- _Objective_
Rewrite each of the rows below with "in this photo" swapped for "in this picture" and every other word left as it is. Leave out the pictures.

- _Data to use_
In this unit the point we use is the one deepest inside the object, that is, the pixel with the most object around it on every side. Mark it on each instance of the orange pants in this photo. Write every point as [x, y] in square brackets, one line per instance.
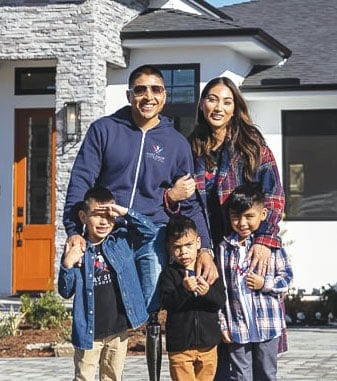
[193, 364]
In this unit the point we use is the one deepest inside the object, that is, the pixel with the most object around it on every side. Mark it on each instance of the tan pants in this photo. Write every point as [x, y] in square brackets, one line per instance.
[109, 353]
[193, 364]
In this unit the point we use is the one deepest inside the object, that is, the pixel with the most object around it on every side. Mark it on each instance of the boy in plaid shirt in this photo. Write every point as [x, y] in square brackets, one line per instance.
[253, 319]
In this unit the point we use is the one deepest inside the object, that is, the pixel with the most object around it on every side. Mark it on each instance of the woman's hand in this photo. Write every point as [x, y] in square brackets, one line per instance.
[260, 256]
[182, 189]
[226, 337]
[254, 281]
[72, 256]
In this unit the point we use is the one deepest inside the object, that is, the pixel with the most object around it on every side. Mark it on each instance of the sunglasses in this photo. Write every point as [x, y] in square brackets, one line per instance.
[140, 90]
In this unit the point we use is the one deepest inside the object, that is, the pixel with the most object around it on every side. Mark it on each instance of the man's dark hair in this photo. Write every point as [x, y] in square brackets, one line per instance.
[244, 196]
[144, 69]
[179, 226]
[99, 194]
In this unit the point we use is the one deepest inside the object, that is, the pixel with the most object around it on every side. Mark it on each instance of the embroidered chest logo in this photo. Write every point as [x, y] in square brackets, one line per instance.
[156, 153]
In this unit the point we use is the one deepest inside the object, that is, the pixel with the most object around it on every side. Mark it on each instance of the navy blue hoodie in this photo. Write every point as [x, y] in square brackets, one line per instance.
[136, 166]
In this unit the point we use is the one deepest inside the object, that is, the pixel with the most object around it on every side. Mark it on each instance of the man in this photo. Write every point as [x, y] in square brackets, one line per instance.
[138, 155]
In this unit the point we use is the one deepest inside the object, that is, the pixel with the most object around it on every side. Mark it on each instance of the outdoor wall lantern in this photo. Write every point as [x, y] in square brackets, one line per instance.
[72, 121]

- _The solution_
In this unit the point we use is the one deepest inside the object, that is, the pixel with the most object around it on every side. Mark it on each instance of the orange pants in this picture. Write every point as [x, y] in square brackets, one line per instance.
[193, 364]
In this unit the point we use is the one deepest inside the object, that is, the pixel with the most object around it on every side. Mark it on each instance of the tan pants in this picture. Write every point as [x, y] in square brackets, one line per instance.
[109, 353]
[193, 364]
In this unit the point we use is the one deepest inside the object, that is, the pixel with the most object around it on every side. Mark it on each instance of the boy in plaid shirt in this picture. Write every point as [x, y] in square brackets, one line per instance.
[253, 319]
In this unit the point we use is the one deepest inside the object, that is, the pixel with the most object around it on every side. Mark it on each instance of the woman's hand in this picture. Write every point as [x, y] in square brackets, one line per instance.
[260, 256]
[182, 189]
[226, 337]
[254, 281]
[72, 256]
In this unit the point we use is the one deepest inside the object, that is, the pixel with the most object around it on every side. Mark it on each instance of the sunglasses in this picture. Write every point as [x, y] in square brackets, one line per instance.
[140, 90]
In this unit the point we use is the one deepest inside the object, that is, the pixel with the most object around it on every side. Mark it on each instance of the man's dark hair in this picture. Write every point as [x, y] in square brackets, one line per instance.
[244, 196]
[144, 69]
[179, 226]
[99, 194]
In this unit the point we use is the one deepest inside the object, that is, the pixel with the most object around it on every side. Mark it on each instance of the embroidered chest logo in this picture. Write every point as [x, y] in square brackets, one line per instance.
[156, 153]
In this unit the point we use is the one deepest inside the object, that is, the pixel with the most object around it on every side. Mark it on each instance of the navy blue hoodie in this picture. Write every point as [x, y] in square brackets, one line per instance.
[136, 166]
In this unit the point we use is the one deepest inside the object, that is, the pixel with the most object around it on every side. Mark it on each instance of the man in this picture. Write every point as [x, y] in square brackets, one line per instance.
[138, 155]
In this unit the point we use is the one deepest inside the object, that is, the pixel with the most object around it on every side. Mark it on each instance of the outdoor wall lantern in this picture. Write every point as [x, y] in square brackets, one line per instance.
[72, 121]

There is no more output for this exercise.